> [What you are asked to do]:
Type out all the records once more, exactly.

> [Provided records]:
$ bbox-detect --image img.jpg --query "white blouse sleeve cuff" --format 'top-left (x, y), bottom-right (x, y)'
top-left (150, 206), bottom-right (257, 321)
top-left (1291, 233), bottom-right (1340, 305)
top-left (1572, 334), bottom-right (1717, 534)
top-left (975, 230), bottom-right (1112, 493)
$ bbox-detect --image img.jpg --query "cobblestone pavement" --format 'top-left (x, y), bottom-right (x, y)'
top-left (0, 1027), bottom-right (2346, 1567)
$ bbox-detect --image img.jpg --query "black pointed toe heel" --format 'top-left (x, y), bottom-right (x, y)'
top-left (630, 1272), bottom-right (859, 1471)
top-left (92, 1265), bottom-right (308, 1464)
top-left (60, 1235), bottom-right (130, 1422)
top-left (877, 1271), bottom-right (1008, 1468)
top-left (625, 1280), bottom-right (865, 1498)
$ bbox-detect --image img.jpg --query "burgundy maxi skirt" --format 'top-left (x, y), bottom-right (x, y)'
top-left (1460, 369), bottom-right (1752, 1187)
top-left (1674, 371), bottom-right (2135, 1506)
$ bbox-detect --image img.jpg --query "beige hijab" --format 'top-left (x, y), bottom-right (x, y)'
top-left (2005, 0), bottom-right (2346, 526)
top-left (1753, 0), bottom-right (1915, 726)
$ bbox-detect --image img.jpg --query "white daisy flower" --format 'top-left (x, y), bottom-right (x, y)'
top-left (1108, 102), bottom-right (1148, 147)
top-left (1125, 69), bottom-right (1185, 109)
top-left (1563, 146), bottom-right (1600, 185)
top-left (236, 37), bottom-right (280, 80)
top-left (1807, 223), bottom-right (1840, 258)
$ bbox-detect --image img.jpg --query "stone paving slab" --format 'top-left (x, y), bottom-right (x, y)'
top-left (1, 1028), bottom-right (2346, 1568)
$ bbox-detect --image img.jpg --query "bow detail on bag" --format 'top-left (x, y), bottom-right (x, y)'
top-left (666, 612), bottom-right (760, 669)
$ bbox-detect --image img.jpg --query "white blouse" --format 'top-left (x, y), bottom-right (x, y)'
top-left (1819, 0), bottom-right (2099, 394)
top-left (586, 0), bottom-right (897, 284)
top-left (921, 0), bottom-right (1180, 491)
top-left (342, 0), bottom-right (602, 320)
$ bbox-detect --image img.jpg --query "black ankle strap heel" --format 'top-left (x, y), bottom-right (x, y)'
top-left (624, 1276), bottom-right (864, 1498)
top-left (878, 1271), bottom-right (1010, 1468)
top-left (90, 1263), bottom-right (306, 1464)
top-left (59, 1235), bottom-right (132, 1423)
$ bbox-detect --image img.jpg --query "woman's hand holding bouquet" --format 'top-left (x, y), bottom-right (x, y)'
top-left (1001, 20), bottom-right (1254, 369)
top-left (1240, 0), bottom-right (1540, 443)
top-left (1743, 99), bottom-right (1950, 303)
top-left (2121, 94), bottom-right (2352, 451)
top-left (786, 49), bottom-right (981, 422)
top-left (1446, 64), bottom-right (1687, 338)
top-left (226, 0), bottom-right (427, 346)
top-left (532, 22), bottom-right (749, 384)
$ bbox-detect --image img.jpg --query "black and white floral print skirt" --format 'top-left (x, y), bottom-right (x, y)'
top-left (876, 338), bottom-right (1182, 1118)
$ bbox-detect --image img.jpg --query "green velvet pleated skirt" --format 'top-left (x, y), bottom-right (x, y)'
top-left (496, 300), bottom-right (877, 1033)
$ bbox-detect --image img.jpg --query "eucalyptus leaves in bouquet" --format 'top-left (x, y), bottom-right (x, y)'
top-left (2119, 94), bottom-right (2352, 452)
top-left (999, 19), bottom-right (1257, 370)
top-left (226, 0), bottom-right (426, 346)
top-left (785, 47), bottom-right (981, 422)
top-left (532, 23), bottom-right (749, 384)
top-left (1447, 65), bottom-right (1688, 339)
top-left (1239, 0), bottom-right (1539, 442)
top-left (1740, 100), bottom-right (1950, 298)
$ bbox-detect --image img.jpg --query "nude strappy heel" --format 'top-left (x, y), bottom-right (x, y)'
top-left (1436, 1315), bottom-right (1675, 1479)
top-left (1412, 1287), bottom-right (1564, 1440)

> [Written reply]:
$ bbox-detect --image img.jpg --query "white blouse sleeve cuff" --format 'top-left (x, y), bottom-right (x, y)'
top-left (150, 206), bottom-right (257, 321)
top-left (1291, 233), bottom-right (1340, 305)
top-left (1572, 334), bottom-right (1717, 534)
top-left (975, 230), bottom-right (1112, 493)
$ bbox-detect --image img.jpg --query "cobblestone pavement" --format 'top-left (x, y), bottom-right (x, y)'
top-left (0, 1027), bottom-right (2346, 1567)
$ bbox-detect --image img.jpg --query "black pointed toe heel" --format 'top-left (x, y), bottom-right (x, y)'
top-left (630, 1272), bottom-right (859, 1471)
top-left (92, 1265), bottom-right (308, 1464)
top-left (60, 1235), bottom-right (130, 1422)
top-left (877, 1271), bottom-right (1008, 1468)
top-left (625, 1280), bottom-right (865, 1498)
$ bbox-detect --image img.jpg --query "burgundy maxi skirt" --format 'top-left (x, y), bottom-right (x, y)'
top-left (1460, 369), bottom-right (1752, 1187)
top-left (1674, 371), bottom-right (2135, 1506)
$ bbox-detect --image img.jpg --query "beige hijab" --format 'top-left (x, y), bottom-right (x, y)'
top-left (2005, 0), bottom-right (2346, 526)
top-left (1753, 0), bottom-right (1915, 726)
$ bbox-detect --image img.jpg --query "white daisy flower" --format 'top-left (x, y), bottom-right (x, y)'
top-left (1108, 102), bottom-right (1148, 147)
top-left (1125, 69), bottom-right (1185, 109)
top-left (1563, 146), bottom-right (1600, 185)
top-left (236, 37), bottom-right (280, 80)
top-left (1807, 223), bottom-right (1840, 258)
$ bbox-detect --image img.jpg --query "stone paving slab" --format 'top-left (x, y), bottom-right (x, y)'
top-left (1, 1028), bottom-right (2346, 1568)
$ bbox-detect --image img.jpg --query "bow detail on bag" --format 'top-left (x, y), bottom-right (x, y)'
top-left (666, 612), bottom-right (760, 669)
$ bbox-detect --image img.jpg --query "white blouse" --format 'top-left (x, y), bottom-right (x, y)'
top-left (1819, 0), bottom-right (2099, 394)
top-left (586, 0), bottom-right (897, 284)
top-left (921, 0), bottom-right (1180, 491)
top-left (342, 0), bottom-right (602, 320)
$ bbox-detect --image img.jpg --query "black ankle strap heel" --format 'top-left (x, y), bottom-right (x, y)'
top-left (624, 1276), bottom-right (864, 1498)
top-left (878, 1271), bottom-right (1010, 1468)
top-left (90, 1263), bottom-right (306, 1464)
top-left (59, 1235), bottom-right (132, 1423)
$ bbox-detect --image img.jpg --query "woman's hand holding bouquet" --format 'top-left (x, y), bottom-right (x, y)'
top-left (1001, 20), bottom-right (1254, 369)
top-left (1240, 0), bottom-right (1540, 443)
top-left (1743, 99), bottom-right (1950, 303)
top-left (2121, 94), bottom-right (2352, 451)
top-left (786, 49), bottom-right (981, 422)
top-left (1446, 64), bottom-right (1687, 338)
top-left (226, 0), bottom-right (427, 346)
top-left (532, 22), bottom-right (749, 384)
$ bbox-detect --image img.jpg --query "black and white floral print skirt" --format 'top-left (x, y), bottom-right (x, y)'
top-left (876, 338), bottom-right (1182, 1118)
$ bbox-detect --image img.jpg --query "green velvet pleated skirt" --format 'top-left (x, y), bottom-right (x, y)'
top-left (496, 300), bottom-right (877, 1033)
$ bbox-detect --image img.jpg --query "eucalyptus leaves in bouquet" --format 'top-left (x, y), bottom-right (x, y)'
top-left (2119, 94), bottom-right (2352, 452)
top-left (999, 19), bottom-right (1257, 370)
top-left (226, 0), bottom-right (426, 346)
top-left (785, 47), bottom-right (981, 422)
top-left (532, 23), bottom-right (749, 384)
top-left (1447, 65), bottom-right (1688, 339)
top-left (1239, 0), bottom-right (1539, 442)
top-left (1740, 100), bottom-right (1950, 298)
$ bbox-detect --image img.jpg --query "nude strappy heel" --format 'top-left (x, y), bottom-right (x, y)'
top-left (1436, 1315), bottom-right (1675, 1479)
top-left (1412, 1287), bottom-right (1564, 1440)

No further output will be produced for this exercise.